| WORK REQUEST |
A faithful copy of the data is what is wanted, minus any pictures.

| GIVEN DATA |
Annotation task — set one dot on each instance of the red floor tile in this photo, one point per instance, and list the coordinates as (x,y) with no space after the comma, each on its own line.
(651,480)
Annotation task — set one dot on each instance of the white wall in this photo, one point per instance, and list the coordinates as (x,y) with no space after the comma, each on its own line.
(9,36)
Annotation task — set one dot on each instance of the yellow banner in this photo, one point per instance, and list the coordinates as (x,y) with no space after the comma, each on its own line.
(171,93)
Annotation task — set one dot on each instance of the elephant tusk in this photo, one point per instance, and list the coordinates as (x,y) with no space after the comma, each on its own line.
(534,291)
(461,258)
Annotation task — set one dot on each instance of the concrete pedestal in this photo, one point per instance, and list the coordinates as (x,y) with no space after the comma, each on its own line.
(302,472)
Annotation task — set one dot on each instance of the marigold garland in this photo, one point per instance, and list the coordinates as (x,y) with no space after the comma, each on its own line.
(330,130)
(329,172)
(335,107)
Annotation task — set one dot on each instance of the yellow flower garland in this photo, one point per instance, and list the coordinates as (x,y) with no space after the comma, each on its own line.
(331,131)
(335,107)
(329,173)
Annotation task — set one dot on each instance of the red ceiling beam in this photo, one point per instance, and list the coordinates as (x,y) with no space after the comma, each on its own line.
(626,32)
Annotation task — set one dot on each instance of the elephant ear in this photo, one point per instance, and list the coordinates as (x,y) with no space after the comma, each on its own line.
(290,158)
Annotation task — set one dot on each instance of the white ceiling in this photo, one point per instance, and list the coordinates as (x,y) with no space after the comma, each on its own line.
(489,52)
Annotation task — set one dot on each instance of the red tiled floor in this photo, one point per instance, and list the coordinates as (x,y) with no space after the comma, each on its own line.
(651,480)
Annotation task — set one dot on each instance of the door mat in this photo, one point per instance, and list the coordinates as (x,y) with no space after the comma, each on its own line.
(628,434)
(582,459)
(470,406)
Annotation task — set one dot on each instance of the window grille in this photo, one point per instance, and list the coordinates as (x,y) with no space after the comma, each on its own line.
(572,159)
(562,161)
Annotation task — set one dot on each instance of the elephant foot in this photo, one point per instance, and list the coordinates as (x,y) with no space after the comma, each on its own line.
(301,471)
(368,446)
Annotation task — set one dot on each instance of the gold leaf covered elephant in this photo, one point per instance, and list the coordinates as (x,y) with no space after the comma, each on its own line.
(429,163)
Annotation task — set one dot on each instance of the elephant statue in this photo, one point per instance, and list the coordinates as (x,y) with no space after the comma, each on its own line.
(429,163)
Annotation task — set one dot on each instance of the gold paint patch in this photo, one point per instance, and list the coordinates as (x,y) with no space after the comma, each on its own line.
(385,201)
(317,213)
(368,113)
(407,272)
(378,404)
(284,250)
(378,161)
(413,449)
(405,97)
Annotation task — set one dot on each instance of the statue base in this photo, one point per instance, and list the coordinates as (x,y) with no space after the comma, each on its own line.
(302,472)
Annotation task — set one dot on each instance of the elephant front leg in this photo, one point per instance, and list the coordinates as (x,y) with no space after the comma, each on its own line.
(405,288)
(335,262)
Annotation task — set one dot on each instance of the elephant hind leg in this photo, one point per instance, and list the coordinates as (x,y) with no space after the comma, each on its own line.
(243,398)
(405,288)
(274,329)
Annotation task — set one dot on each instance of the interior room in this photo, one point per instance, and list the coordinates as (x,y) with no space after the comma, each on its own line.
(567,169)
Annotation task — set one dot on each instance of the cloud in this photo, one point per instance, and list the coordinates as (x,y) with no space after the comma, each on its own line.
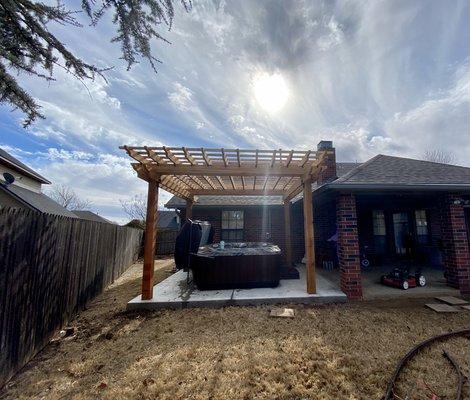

| REPLY |
Annotation task — set one dot on each instance of the red floor tile in this photo, one point per instance, and list the coordinates as (x,y) with no space after the comma, each on its own line.
(651,480)
Annotation task — set one dot on each instance of the white wall in this photo, one point per instance, and list the coordinates as (x,y) with no space after the comma, each on its own line.
(9,36)
Annotation task — set one dot on each instance of the yellow banner in this photo, one point per instance, and list the coordinates as (x,y) with no space after the comma, each on its own line.
(171,93)
Annotation task — set one dot on each instance of the elephant tusk in this photo, one point per instance, and list the coordinates as (x,y) with no space after the comma, each on its own line.
(534,291)
(461,258)
Annotation task — set one dot on each instance of the concrete pedestal in this photo, one point per instance, and list the coordinates as (x,y) with no space after the comma, each on its own line.
(302,472)
Annotation task — set one dot on each instance of the marigold garland in this photo, one point per instance, and list the coordinates as (x,y) with no space after the comma, each on its own line.
(330,130)
(329,172)
(335,107)
Annotation task — set one dot on each instance of the yellow flower garland in this photo, one point per instance, and list the coordinates as (x,y) with no space after the comma, each on its own line.
(331,131)
(335,107)
(329,173)
Annotation task — set one dot on each instance of the red ceiling beam in this photo, one point per instance, and list the coordinates as (x,y) with no space after the comma, each on its own line.
(626,32)
Annotation task — set one dot on each instance of the elephant ear in this photo, one point per instance, and list the coordinates as (x,y) with no space after the comma, each on its own line.
(290,158)
Annotation task — set one dot on each instance of the white ceiling in this photo, one point per instance, and list the coordinates as (x,y) with no space after the comma, each on its own line.
(489,52)
Annotation task — set one dot on each instance of the red tiled floor in this photo, one point per instance, and list the coordinates as (x,y) with no space after the comma, each on its own line.
(651,480)
Annotation task — set one dot on each instance of the door mat in this photo, one point per instance, and list the coordinates as (x,y) with no space after the comma, each on its own line.
(628,434)
(582,459)
(470,406)
Annotation task — set one dot on each instance of the window grille in this photo, one point per instance, and list the coordinates as (x,y) with no space after the comma, each on its own line.
(572,159)
(562,161)
Annotation task — set one dot on each instance of the elephant foot in this photo, one point per instance, and list the coordinates as (x,y) with no space after the comma, each on its own line.
(301,471)
(368,446)
Annotation task — set one dot on each instance of the gold leaf covered elephant in this photo, one point per instance, and list the coordinates as (x,y) with no space after the comma, each on its own line.
(429,163)
Annotation task — set one dot on each instance of the elephant statue in this photo, one point per instance, and list the coordinates as (x,y) with no space after the comma, each on its own line.
(429,163)
Annotation task — set one dot on each instance of the gold paint patch in this photo, one point per instance, and list the coordinates as (x,y) with no space after the comma, each on its own line.
(385,201)
(317,213)
(368,113)
(407,272)
(378,404)
(284,250)
(378,161)
(413,449)
(405,97)
Annotation task — set one dot on each instance of the statue base in this photo, one point per instance, and list the coordinates as (x,y) with no space after the comma, each on its own line.
(302,472)
Annotation task — set one dot on each instance of the elephant front leg in this photo, one point per instance, and list the coordinates as (x,y) with no space after the comma, each on its own line.
(405,288)
(335,262)
Annotation task — set one dot on each instance of the elephant hind leg in this photo, one point per instance, and list the coordinates as (x,y) with no space after the comma, each on its own line.
(243,398)
(405,288)
(274,329)
Annotation task — set one dot on each instance of the interior room in this photo, one point per instance, and list the coordinates as (x,y) with no space after the comma, each on its own line.
(567,169)
Annotation task — set one dot on each instance of the cloud in this photo, one point per instance, and list the coordinates as (x,y) with no space after the comma, each on its own line.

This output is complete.